Nothing other than the lines from the one containing "point: brown soil" through the close of the entries below should be printed, each exactly.

Location identification items:
· · · · · · ·

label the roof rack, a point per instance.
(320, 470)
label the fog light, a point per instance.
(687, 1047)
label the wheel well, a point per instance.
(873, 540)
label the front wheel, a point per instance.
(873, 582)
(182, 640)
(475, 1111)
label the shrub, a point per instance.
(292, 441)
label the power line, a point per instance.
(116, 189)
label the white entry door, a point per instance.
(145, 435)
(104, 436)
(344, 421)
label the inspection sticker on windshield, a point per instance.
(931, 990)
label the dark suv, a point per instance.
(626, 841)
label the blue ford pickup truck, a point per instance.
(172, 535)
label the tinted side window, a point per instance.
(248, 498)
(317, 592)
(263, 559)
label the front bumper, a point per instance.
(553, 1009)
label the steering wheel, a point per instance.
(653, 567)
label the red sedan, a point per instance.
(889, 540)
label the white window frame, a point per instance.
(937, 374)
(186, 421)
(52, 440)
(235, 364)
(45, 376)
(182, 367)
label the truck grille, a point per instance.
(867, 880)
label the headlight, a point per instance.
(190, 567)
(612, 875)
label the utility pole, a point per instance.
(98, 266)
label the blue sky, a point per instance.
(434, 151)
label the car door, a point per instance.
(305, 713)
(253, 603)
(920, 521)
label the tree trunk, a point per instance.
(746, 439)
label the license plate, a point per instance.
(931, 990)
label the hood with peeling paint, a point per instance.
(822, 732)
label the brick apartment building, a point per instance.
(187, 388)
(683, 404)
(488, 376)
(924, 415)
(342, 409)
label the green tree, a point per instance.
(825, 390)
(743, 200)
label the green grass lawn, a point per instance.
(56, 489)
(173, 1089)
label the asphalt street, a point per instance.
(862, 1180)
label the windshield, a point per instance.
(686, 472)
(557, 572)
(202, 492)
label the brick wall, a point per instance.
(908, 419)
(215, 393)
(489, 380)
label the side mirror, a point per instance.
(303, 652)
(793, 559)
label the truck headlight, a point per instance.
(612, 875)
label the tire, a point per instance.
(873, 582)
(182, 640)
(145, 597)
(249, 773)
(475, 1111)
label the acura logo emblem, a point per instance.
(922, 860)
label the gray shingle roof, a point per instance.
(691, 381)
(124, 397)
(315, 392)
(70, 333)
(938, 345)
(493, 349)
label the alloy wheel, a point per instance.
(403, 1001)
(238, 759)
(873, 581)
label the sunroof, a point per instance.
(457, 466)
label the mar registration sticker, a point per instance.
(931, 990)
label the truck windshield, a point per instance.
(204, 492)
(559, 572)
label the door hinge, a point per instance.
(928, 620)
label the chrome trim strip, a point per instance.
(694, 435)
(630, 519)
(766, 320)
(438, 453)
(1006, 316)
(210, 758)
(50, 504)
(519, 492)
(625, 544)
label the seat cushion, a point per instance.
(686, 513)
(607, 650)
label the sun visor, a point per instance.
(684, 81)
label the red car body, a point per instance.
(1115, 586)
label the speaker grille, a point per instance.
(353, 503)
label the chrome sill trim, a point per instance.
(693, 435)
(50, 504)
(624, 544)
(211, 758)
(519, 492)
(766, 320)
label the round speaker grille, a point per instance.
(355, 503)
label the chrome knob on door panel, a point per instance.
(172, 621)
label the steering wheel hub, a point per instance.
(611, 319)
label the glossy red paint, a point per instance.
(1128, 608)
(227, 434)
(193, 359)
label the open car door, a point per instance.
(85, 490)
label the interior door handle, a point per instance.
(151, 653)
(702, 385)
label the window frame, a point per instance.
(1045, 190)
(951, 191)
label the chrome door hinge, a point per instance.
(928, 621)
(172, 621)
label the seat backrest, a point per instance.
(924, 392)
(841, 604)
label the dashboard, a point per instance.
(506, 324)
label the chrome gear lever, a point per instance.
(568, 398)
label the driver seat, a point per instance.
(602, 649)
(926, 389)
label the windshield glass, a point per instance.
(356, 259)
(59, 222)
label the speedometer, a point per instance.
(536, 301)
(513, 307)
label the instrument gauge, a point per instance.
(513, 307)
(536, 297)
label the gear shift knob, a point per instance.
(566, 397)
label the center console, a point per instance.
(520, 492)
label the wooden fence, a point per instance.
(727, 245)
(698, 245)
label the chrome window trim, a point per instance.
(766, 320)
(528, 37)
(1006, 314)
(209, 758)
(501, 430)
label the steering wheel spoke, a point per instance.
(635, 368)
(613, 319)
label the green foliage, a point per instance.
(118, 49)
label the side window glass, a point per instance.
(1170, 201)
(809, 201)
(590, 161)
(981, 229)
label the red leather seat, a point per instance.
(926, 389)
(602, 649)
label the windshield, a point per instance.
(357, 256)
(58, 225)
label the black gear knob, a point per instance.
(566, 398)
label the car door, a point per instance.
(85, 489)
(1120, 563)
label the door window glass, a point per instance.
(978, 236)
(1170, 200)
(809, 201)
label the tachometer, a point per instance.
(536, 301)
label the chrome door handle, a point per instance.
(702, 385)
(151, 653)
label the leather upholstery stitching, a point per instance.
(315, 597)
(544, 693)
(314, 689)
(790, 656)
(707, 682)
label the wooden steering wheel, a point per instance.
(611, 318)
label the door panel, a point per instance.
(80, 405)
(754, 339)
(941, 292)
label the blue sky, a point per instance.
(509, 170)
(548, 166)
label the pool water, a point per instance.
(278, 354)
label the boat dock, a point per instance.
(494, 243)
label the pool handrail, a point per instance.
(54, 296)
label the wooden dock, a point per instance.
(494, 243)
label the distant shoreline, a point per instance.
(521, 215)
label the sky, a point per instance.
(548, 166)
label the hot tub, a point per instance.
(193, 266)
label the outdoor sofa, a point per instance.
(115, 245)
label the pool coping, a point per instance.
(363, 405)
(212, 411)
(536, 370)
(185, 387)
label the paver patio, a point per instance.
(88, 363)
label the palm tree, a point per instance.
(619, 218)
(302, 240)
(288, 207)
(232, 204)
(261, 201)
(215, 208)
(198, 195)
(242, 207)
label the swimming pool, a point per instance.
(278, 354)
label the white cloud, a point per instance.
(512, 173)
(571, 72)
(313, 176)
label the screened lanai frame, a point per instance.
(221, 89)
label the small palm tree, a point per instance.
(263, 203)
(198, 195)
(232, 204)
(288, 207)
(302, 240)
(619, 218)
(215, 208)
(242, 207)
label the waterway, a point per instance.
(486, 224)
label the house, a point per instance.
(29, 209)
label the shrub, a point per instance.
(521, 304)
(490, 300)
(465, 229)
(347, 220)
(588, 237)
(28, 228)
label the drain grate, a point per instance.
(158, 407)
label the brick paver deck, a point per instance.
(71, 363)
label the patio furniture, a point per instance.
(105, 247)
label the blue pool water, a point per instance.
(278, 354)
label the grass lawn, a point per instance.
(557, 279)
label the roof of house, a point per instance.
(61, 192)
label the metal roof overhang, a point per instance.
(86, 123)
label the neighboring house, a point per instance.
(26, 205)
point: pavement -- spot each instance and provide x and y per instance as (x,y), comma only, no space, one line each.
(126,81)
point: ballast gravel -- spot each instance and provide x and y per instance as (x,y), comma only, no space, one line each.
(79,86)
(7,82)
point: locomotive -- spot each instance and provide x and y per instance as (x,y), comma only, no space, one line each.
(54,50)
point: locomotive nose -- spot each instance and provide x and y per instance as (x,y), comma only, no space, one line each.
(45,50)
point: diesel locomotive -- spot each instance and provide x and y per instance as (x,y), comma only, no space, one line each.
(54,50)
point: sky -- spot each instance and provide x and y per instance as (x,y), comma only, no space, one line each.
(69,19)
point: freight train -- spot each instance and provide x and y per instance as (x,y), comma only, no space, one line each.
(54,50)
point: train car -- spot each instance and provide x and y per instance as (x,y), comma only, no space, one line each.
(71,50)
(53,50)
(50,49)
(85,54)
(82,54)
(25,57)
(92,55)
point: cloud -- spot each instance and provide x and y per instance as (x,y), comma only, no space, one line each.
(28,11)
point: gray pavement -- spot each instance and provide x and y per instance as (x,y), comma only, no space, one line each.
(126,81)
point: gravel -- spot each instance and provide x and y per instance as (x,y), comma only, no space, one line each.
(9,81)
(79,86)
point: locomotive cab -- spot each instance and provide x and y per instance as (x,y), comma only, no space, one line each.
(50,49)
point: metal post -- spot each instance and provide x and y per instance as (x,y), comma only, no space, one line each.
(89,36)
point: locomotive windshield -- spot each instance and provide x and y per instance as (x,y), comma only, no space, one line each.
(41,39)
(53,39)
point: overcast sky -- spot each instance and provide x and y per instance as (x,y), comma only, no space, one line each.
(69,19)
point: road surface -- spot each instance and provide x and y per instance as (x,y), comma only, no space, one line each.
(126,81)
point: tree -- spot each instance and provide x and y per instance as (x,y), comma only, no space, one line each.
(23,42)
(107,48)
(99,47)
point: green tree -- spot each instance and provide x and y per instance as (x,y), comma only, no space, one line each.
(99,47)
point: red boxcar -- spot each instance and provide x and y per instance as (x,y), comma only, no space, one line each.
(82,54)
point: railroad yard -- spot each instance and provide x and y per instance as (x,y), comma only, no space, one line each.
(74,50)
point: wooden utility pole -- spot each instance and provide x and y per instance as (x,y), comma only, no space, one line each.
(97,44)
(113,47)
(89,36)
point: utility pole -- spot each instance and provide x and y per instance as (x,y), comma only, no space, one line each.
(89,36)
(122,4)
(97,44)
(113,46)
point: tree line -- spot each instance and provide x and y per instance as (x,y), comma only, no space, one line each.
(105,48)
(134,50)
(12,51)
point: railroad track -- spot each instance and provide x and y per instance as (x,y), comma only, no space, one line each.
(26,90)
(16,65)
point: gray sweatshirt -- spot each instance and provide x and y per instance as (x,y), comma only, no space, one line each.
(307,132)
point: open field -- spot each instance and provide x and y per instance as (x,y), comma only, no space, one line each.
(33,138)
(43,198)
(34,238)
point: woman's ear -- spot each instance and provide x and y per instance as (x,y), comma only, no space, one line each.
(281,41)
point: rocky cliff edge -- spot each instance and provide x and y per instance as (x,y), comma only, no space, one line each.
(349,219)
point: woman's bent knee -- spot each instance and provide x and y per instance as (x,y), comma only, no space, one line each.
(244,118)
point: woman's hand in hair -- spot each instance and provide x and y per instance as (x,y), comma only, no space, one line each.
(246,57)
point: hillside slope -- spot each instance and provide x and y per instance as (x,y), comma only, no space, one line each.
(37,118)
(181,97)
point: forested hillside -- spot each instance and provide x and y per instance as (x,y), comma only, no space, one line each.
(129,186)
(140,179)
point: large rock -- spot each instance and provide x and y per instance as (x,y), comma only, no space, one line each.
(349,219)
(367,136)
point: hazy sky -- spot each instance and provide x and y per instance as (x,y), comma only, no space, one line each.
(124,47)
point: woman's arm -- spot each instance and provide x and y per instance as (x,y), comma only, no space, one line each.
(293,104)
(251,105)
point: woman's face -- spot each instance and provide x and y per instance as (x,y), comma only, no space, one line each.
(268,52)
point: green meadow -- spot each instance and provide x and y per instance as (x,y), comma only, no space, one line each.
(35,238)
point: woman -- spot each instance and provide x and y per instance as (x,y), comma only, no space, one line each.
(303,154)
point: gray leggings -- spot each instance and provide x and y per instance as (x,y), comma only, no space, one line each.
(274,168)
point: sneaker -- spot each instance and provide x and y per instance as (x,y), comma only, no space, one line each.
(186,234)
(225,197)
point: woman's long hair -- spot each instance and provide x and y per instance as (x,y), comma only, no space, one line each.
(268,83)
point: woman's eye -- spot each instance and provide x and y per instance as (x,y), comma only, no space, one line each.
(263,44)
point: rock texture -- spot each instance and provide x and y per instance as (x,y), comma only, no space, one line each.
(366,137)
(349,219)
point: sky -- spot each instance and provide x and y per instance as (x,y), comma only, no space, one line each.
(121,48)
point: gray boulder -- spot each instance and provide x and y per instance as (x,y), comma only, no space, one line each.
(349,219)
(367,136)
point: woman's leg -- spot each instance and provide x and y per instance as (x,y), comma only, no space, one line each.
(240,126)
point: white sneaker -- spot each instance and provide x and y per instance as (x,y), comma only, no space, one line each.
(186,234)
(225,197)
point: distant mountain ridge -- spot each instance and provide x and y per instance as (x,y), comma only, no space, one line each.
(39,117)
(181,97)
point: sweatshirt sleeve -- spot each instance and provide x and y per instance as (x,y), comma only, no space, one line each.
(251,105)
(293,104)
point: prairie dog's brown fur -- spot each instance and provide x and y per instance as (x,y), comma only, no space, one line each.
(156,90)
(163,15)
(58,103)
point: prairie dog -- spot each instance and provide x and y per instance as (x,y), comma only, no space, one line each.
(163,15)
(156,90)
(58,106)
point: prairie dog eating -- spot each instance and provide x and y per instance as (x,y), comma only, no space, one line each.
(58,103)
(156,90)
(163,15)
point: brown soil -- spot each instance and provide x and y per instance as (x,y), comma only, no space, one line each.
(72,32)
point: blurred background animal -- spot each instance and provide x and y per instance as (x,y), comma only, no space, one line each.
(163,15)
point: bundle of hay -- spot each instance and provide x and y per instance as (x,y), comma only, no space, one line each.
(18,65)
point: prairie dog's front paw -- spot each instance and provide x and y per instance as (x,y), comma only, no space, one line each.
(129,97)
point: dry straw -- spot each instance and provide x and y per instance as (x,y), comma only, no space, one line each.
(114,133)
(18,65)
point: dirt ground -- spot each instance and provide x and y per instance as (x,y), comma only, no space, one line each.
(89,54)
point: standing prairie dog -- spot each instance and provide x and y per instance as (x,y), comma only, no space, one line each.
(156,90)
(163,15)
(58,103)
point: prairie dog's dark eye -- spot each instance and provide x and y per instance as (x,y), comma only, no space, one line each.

· · · · · · ·

§ **WRITTEN ANSWER**:
point: brown soil -- spot each instance and provide x and y per instance as (x,y), comma only, no space, one line each.
(72,32)
point: blurred background animal -- spot each instance and provide x and y per instance as (x,y), comma only, no space, one line each.
(163,15)
point: bundle of hay -- spot each instance and provide x and y per instance as (x,y), comma only, no space, one line each.
(18,65)
point: prairie dog's front paw -- spot each instance and provide x and y per instance as (x,y), comma only, no space, one line each.
(129,97)
point: dry straw -- spot each instance and provide x and y per instance as (x,y), comma only, no space, one line each.
(114,133)
(18,65)
point: dirt ground -- spot each instance and provide x and y per instance as (x,y), comma only, no space, one line each.
(89,54)
point: standing prairie dog -- spot each instance and provide x and y per instance as (x,y), comma only, no space, one line each.
(156,90)
(163,15)
(58,103)
point: prairie dog's dark eye -- spot each instance and provide x and y per instance as (x,y), comma only, no space, one line each.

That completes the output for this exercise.